• [Page]:
## BEGIN
Do you think that had anything to do with why, in the last decade of his life, he abandoned filmmaking in favor of live performance, which is more ephemeral? I think he shifted because he liked performing; he created plays even as a child, and dressing up and creating new worlds obviously gave him great pleasure. But I also think he shifted because film got expensive, and he didn't have any money at that time. A couple decades earlier, when he made a shift from still photography to film, I think he did so for the same reason: movie film allows you to capture more images in a shorter amount of time, and it was more economical at the time than shooting and printing still photos. Tony Conrad told me that when Jack made films, he rarely cut anything out; he used everything. Nothing went to waste.
One of the main theses of your film is that Jack Smith was driven in his art to reclaim a childhood watching Maria Montez films at the local movie theater every Saturday, and being a filmmaker was therefore something he aspired to regardless of the economic challenges it presented. Yes, but I also think something happened to Jack Smith after Flaming Creatures. We never see the real pure vision of Jack again; nothing compares to Flaming Creatures, aesthetically or emotionally, in the work that followed. Flaming Creatures is an opening; it is a religious experience. I have shown the film to people who know nothing about Jack Smith, and they don't even know how to respond; they don't know what their emotions are.
## END
• [Directive]: Write the next part of the interview about Jack Smith's filmmaking, beginning after its final sentence. The dataset entries play no part in this exercise.

[Dataset entries]
## BEGIN
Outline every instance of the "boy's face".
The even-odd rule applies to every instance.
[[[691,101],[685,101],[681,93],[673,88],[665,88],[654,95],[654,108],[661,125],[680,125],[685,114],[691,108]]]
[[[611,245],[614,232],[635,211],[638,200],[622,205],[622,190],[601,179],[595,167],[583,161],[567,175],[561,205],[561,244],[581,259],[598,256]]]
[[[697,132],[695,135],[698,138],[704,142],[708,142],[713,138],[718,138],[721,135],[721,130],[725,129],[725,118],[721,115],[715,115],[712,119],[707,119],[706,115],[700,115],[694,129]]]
## END
• [Right answer]:
Do you think Jack Smith never reached those heights again in his work because the controversy around Flaming Creatures changed the way he looked at film? With Flaming Creatures, I think he saw how the system could take his vision away from him, how they could own it, mutilate it and change it into something else. After Flaming Creatures, he became more overtly political. He started to take on the people and systems that were interfering with his pure vision, and he tried to expose them for what they were and how they worked. After Flaming Creatures, his films are all political. He says himself about Normal Love, which he made several months after Flaming Creatures, “I made a pasty, nice film.” Even the title is funny. Whereas Flaming Creatures is apolitical; there are no rules. If he had played by the rules after Flaming Creatures, I think he would have received funding and lived differently — because the film became quite famous. He refused to do that.
Were you surprised to discover that Jack Smith's work is so political? I'm a human-rights person. I was a social activist myself before I got interested in Jack. So for me, this documentary is a human-rights film dripping in art. That's how I've always seen it. Some other people might have made a film about Jack Smith differently than I did; they might not have seen his political manifestos as something to stand on. I find them relevant, and I think they are very much a part of who he is. This is a guy who is actually very clear on what is going on and who is using himself to expose the way capitalism works. And so for me, Jack was a political activist in the art world. He makes beautiful art, and he's political.
That's a very interesting break between Jack Smith and Andy Warhol, for instance. Both reveal capitalism for what it is in different ways. I prefer Jack's madman to Warhol's conformist, but these two trajectories in art are interesting to compare. One resists capitalism, goes against it and works his whole life to expose the duplicity of ownership, and the other embraces capitalism and turns himself into a product.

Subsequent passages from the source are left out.